#### REQUIRED WORK:
- 1) Answer these questions from the definitions text below:
(a) In which section is "Indenture" defined?
(b) What share of the aggregate principal amount of outstanding Bonds must a holder exceed to count as an Institutional Investor?
(c) Under what accounting framework might an obligation be deemed extinguished while the Person remains legally liable for it?
- 2) Copy the stretch of the definitions text below from "Indebtedness of any" through "of any Bond.".

#### READING TEXT:

※ ※ ※

Indebtedness of any Person shall include all obligations of such Person of the character described in clauses (a) through (g) to the extent such Person remains legally liable in respect thereof notwithstanding that any such obligation is deemed to be extinguished under GAAP.

 

“Indenture” is defined in Section 1.

 

“Institutional Investor” means (a) any Purchaser of a Bond, (b) any holder of a Bond holding (together with one or more of its affiliates) more than 5% of the aggregate principal amount of the Bonds then outstanding, (c) any bank, trust company, savings and loan association or other financial institution, any pension plan, any investment company, any insurance company, any broker or dealer, or any other similar financial institution or entity, regardless of legal form, and (d) any Related Fund of any holder of any Bond.

※ ※ ※

Excerpts of location labeling data:
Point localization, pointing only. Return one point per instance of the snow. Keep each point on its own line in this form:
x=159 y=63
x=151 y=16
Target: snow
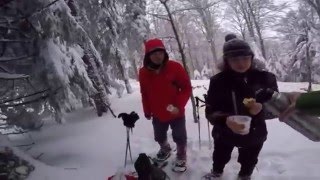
x=9 y=76
x=90 y=147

※ ※ ※

#### WRITTEN RESPONSES:
- 1)
(a) Section 1
(b) More than 5%
(c) GAAP

- 2)
Indebtedness of any Person shall include all obligations of such Person of the character described in clauses (a) through (g) to the extent such Person remains legally liable in respect thereof notwithstanding that any such obligation is deemed to be extinguished under GAAP.

 

“Indenture” is defined in Section 1.

 

“Institutional Investor” means (a) any Purchaser of a Bond, (b) any holder of a Bond holding (together with one or more of its affiliates) more than 5% of the aggregate principal amount of the Bonds then outstanding, (c) any bank, trust company, savings and loan association or other financial institution, any pension plan, any investment company, any insurance company, any broker or dealer, or any other similar financial institution or entity, regardless of legal form, and (d) any Related Fund of any holder of any Bond.